--- PROBLEM DETAILS ---
All lines below containing the string "thumb" are to be copied.

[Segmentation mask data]
-- Opening Marker --

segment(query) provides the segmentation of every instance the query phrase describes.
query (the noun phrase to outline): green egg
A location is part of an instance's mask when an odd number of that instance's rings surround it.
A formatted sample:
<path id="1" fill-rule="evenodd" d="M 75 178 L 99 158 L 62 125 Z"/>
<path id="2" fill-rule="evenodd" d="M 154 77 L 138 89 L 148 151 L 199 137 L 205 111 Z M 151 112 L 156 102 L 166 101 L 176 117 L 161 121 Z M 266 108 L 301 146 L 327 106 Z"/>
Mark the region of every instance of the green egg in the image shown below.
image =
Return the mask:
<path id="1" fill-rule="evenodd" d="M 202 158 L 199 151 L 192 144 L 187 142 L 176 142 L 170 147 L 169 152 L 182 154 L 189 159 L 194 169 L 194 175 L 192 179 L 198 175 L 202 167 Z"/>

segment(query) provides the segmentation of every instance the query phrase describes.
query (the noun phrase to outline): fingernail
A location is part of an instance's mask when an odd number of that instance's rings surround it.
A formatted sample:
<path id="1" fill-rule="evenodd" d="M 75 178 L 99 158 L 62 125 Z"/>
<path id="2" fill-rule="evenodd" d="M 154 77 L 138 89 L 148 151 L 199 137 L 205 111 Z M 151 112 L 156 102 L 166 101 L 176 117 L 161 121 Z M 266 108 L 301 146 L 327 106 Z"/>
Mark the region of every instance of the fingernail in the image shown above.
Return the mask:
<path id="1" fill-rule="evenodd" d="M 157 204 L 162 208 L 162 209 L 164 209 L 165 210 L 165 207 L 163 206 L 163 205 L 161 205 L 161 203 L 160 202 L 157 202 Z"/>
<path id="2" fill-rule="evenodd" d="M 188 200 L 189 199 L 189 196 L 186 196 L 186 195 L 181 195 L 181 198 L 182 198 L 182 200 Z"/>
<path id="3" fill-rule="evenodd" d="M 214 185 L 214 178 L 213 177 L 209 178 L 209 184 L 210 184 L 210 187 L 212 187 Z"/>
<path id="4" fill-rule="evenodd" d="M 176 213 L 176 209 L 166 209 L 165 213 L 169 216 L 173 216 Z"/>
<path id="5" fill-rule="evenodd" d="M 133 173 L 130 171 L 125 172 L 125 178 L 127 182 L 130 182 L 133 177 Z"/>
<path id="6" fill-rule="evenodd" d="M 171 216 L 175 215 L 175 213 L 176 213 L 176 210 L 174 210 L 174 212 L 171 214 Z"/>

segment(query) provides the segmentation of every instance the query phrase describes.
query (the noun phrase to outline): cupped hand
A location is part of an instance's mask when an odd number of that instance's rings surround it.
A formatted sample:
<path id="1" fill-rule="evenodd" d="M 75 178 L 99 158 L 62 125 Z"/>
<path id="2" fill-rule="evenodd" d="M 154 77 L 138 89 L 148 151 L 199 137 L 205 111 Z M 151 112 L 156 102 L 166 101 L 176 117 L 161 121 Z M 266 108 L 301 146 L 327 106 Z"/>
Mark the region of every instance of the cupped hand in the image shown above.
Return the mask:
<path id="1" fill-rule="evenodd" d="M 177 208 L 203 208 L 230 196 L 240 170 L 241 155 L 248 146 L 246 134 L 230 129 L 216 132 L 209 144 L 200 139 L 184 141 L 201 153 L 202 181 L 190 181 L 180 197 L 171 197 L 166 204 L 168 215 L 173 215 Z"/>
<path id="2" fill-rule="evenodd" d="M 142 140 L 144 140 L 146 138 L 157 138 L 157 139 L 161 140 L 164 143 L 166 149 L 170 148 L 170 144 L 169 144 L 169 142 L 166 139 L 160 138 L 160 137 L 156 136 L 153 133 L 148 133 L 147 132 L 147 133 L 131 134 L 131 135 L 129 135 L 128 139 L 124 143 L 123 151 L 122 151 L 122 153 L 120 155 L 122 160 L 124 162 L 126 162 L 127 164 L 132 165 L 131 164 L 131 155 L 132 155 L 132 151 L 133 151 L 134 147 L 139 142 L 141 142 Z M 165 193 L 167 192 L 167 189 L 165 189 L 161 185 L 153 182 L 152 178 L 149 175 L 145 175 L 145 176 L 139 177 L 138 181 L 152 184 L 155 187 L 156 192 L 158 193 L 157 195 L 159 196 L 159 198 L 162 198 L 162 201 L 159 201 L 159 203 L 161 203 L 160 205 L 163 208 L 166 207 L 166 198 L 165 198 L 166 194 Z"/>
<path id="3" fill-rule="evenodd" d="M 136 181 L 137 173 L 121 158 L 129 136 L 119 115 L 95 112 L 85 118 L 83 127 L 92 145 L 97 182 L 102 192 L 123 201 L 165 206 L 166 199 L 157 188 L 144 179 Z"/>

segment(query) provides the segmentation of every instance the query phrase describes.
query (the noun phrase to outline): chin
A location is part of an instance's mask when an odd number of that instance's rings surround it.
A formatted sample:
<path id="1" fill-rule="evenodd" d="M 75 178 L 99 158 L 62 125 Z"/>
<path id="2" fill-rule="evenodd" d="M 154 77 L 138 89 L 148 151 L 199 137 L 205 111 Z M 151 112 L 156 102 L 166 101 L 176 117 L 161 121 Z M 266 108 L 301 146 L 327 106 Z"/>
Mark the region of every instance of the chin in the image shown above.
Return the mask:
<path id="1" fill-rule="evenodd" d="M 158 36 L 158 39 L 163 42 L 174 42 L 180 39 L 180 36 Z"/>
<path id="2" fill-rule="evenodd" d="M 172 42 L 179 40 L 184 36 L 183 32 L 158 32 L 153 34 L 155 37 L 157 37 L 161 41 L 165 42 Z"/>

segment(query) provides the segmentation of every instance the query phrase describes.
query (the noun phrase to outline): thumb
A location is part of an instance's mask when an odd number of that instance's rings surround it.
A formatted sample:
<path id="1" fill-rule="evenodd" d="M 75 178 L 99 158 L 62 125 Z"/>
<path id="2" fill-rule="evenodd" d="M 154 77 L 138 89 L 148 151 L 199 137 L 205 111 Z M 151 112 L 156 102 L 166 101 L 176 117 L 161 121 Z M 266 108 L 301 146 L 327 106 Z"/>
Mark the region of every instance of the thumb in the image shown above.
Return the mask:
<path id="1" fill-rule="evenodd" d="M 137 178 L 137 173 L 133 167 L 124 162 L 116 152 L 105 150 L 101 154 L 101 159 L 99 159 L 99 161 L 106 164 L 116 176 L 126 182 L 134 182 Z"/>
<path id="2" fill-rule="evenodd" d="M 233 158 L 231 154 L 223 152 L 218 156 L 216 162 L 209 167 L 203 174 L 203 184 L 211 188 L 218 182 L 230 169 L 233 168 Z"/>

-- Closing Marker --

--- TASK ANSWER ---
query (the noun phrase to outline): thumb
Mark the region of every instance of the thumb in the image shown above.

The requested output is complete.